**Your task:** Exactly the lines from the one containing "one marker per instance, written like [229,43]" through the end of the data below are to be reproduced, and nothing besides them.

**Data to process:**
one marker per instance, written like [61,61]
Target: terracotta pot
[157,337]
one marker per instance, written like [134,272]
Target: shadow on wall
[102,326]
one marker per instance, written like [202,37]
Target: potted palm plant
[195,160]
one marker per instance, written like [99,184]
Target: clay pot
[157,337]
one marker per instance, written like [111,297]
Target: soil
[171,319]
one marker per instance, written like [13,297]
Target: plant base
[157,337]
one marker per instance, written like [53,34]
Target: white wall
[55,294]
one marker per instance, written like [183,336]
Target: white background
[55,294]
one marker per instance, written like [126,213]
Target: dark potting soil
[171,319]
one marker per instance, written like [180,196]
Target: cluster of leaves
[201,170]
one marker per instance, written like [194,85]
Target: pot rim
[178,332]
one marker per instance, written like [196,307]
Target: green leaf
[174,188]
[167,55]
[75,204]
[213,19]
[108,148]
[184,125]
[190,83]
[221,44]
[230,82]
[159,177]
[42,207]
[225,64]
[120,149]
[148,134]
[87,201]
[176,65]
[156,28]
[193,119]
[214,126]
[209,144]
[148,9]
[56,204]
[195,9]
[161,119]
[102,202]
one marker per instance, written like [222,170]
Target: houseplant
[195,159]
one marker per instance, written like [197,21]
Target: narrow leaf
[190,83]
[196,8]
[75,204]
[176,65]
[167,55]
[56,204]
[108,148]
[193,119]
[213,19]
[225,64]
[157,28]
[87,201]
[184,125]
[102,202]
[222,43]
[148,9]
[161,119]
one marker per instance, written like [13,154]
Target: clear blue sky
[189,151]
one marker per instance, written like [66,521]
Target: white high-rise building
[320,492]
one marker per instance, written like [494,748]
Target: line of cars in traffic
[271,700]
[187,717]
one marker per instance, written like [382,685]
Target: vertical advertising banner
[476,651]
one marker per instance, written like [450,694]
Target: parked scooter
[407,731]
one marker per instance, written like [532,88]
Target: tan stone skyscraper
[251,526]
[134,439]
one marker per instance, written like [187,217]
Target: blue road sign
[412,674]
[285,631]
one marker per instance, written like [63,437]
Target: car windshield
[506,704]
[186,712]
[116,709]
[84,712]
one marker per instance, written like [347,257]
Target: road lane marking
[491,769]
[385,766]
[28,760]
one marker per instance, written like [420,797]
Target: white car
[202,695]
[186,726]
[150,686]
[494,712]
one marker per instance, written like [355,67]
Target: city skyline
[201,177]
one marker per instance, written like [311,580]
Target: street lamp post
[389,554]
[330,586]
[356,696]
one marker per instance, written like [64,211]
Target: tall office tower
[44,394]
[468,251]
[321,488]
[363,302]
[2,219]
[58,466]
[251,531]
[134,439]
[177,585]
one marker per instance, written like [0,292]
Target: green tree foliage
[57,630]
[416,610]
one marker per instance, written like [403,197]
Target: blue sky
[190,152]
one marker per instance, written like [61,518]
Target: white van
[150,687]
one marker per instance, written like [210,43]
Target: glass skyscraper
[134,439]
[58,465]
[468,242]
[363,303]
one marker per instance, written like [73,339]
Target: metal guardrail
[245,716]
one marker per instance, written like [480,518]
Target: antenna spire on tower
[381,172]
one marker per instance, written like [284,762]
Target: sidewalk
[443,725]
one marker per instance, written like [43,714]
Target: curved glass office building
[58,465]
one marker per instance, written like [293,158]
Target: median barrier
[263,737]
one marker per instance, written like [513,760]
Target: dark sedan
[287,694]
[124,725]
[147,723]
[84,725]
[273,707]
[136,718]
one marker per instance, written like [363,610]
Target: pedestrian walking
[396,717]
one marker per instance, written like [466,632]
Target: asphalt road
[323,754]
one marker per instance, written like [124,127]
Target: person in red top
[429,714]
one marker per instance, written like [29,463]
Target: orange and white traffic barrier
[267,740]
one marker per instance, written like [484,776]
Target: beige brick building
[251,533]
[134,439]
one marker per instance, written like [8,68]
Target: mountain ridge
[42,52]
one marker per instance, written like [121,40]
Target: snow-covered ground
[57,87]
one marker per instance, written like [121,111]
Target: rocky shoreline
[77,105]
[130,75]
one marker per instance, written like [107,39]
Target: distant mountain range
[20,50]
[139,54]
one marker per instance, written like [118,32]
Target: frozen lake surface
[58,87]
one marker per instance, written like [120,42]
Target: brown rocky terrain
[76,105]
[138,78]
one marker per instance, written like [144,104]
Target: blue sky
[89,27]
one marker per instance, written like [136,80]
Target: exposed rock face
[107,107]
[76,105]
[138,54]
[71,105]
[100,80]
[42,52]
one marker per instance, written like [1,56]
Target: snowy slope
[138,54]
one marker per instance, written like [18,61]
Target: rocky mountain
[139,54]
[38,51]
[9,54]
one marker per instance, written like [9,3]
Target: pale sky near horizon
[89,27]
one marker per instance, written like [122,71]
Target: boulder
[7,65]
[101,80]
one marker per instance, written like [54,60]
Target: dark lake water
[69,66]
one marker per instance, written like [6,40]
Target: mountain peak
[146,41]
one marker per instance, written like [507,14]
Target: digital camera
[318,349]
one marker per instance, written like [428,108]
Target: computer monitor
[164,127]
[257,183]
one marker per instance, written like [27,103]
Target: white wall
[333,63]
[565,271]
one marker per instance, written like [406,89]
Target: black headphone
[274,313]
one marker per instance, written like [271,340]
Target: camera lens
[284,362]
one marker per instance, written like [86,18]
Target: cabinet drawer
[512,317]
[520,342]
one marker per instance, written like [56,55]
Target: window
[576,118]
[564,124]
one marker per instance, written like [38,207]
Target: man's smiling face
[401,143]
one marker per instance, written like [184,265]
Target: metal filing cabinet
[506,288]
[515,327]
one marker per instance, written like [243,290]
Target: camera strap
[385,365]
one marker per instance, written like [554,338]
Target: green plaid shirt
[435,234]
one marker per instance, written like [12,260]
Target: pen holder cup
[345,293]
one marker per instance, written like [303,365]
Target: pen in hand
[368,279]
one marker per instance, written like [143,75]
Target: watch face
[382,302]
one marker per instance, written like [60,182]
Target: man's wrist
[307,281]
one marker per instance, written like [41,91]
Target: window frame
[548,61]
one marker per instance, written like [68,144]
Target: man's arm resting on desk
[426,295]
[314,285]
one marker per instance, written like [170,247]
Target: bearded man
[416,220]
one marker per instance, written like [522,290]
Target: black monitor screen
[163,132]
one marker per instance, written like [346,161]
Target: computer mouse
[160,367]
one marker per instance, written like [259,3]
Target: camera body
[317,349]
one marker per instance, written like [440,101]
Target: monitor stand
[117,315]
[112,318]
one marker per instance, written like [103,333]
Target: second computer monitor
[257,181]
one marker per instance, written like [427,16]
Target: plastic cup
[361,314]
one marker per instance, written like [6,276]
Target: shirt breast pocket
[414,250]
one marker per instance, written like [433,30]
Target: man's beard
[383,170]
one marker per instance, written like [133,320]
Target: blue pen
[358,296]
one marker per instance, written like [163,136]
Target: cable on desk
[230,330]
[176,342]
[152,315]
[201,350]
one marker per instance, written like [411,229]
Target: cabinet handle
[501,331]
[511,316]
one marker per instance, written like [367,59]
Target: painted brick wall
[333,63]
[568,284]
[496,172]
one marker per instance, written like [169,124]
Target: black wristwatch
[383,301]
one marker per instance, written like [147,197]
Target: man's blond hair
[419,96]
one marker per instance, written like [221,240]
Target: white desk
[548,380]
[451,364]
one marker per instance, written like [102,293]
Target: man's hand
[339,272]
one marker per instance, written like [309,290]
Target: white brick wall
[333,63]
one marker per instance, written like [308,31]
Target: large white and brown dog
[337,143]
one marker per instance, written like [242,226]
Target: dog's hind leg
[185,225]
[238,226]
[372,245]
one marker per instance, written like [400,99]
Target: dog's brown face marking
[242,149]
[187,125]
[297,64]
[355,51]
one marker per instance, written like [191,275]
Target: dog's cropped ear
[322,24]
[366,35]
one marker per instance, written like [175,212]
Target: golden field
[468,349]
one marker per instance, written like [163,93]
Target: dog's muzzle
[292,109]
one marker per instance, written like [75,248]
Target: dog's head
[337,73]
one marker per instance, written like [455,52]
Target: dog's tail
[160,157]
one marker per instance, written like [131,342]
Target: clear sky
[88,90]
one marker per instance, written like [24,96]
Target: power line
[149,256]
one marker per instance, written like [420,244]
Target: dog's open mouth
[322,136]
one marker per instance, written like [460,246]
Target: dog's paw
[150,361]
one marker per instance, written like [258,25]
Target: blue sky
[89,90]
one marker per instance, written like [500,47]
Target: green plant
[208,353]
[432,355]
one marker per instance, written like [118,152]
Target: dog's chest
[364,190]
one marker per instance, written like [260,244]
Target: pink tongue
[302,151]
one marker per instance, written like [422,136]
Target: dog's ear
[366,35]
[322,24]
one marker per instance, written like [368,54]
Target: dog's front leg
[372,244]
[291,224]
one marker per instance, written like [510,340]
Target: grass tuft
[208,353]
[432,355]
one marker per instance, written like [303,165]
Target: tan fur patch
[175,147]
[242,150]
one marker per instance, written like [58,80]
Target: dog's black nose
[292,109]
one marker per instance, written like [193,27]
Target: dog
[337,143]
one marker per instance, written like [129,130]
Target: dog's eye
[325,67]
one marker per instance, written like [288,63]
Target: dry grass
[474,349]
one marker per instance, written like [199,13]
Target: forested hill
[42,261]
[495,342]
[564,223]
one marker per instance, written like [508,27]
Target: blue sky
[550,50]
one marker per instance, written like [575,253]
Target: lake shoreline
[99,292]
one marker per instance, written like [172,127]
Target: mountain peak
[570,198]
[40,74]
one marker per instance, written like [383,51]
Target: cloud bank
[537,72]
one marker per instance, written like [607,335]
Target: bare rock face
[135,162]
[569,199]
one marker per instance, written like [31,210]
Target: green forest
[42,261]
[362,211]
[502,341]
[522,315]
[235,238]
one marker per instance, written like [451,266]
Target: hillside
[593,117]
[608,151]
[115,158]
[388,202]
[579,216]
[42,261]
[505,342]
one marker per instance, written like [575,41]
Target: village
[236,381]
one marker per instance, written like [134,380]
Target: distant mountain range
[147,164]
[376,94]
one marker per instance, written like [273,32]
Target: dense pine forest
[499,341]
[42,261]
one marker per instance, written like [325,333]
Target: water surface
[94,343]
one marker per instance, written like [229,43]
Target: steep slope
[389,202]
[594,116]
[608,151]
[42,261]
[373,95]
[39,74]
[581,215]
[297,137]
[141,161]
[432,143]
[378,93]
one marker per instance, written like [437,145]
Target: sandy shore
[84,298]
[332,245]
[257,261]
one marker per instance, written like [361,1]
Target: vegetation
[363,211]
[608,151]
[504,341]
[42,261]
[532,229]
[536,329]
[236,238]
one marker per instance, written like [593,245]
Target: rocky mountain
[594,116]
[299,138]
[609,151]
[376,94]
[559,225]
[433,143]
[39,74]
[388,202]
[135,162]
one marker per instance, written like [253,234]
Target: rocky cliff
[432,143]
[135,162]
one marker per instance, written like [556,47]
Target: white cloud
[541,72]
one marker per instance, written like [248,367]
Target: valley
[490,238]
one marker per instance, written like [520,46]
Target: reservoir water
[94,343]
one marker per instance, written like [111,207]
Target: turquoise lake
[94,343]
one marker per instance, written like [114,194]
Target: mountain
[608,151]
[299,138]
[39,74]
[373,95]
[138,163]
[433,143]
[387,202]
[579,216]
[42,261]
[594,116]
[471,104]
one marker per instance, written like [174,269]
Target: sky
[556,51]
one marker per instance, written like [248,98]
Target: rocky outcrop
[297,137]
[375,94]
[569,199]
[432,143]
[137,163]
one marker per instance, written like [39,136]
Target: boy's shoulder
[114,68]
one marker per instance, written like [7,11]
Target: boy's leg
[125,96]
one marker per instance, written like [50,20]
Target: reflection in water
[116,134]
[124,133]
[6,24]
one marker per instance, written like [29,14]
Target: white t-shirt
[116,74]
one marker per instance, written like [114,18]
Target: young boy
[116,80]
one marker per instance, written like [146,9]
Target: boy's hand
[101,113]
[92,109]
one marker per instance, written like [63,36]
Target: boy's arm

**Exercise answer:**
one marker per instance, written like [229,43]
Target: steep slope
[389,202]
[594,116]
[608,151]
[42,261]
[373,95]
[39,74]
[581,215]
[297,137]
[141,161]
[432,143]
[378,93]
one marker per instance, written like [437,145]
Target: sandy shore
[84,298]
[332,245]
[257,261]
one marker per instance, written like [361,1]
Target: vegetation
[363,211]
[608,151]
[504,341]
[42,261]
[532,229]
[536,329]
[236,238]
one marker per instance, written like [593,245]
Target: rocky mountain
[594,116]
[299,138]
[609,151]
[376,94]
[559,225]
[433,143]
[39,74]
[388,202]
[135,162]
one marker per instance, written like [253,234]
Target: rocky cliff
[432,143]
[135,162]
one marker per instance, written like [556,47]
Target: white cloud
[541,72]
one marker per instance, written like [248,367]
Target: valley
[490,238]
one marker per instance, written like [520,46]
Target: reservoir water
[94,343]
one marker per instance, written like [111,207]
Target: turquoise lake
[94,343]
one marker per instance, written like [114,194]
Target: mountain
[608,151]
[299,138]
[39,74]
[373,95]
[138,163]
[433,143]
[387,202]
[579,216]
[42,261]
[594,116]
[471,104]
one marker per instance, written like [174,269]
Target: sky
[556,51]
one marker per instance, written like [248,98]
Target: rocky outcrop
[297,137]
[375,94]
[569,199]
[432,143]
[137,163]
one marker per instance, written like [39,136]
Target: boy's shoulder
[114,68]
one marker per instance, written like [7,11]
Target: boy's leg
[125,96]
one marker per instance, written like [50,20]
Target: reflection in water
[116,134]
[124,133]
[6,24]
one marker per instance, written like [29,14]
Target: white t-shirt
[116,74]
one marker per instance, written like [114,18]
Target: young boy
[116,80]
one marker per instance, written like [146,9]
Target: boy's hand
[101,113]
[92,109]
one marker per instance, written like [63,36]
Target: boy's arm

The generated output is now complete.